>> Begin

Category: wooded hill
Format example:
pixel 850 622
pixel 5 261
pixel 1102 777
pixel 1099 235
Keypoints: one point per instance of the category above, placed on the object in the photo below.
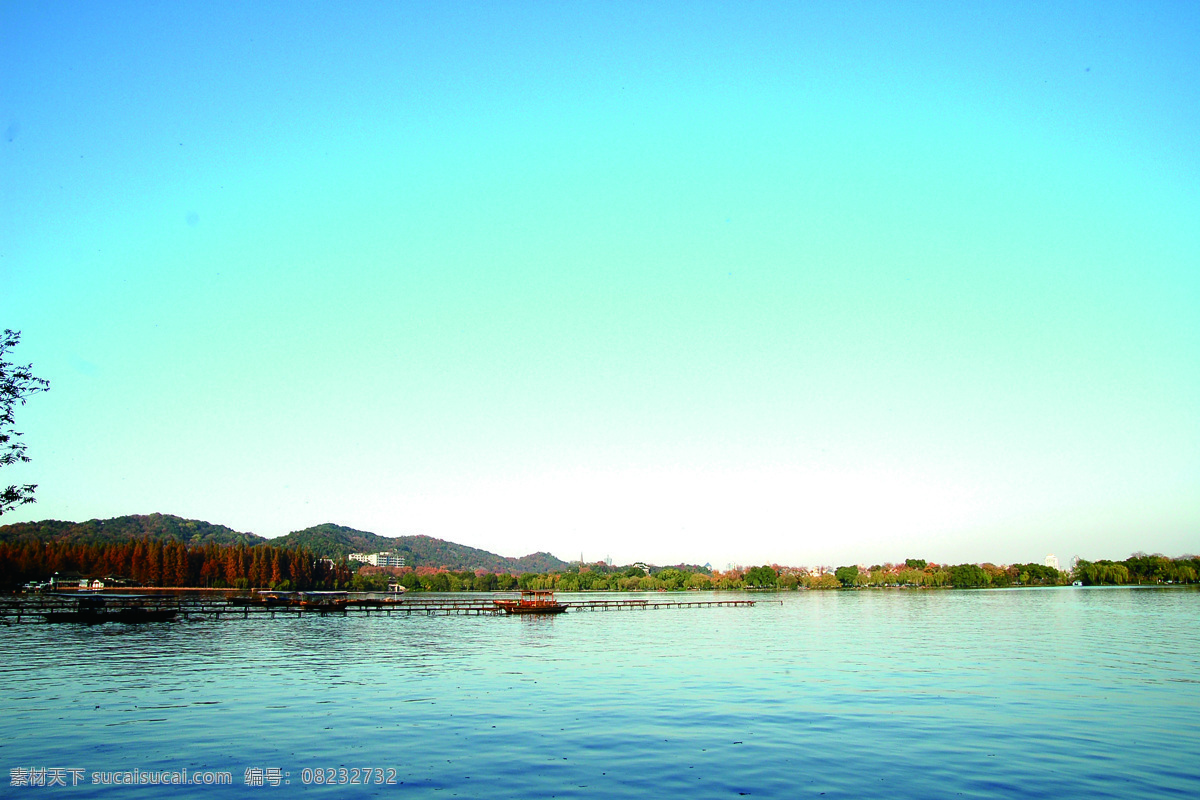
pixel 337 541
pixel 324 541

>> End

GIVEN TASK >> Rewrite the listing with "wooded hill" swapped for "forested hill" and everything else left as it is. Omit the picture from your answer.

SOLUTION TO THE PROBLEM >>
Category: forested hill
Format example:
pixel 850 622
pixel 5 261
pixel 1102 777
pixel 1099 235
Keypoints: one point per instance of the category above, placed on the object in the photo below.
pixel 337 541
pixel 324 541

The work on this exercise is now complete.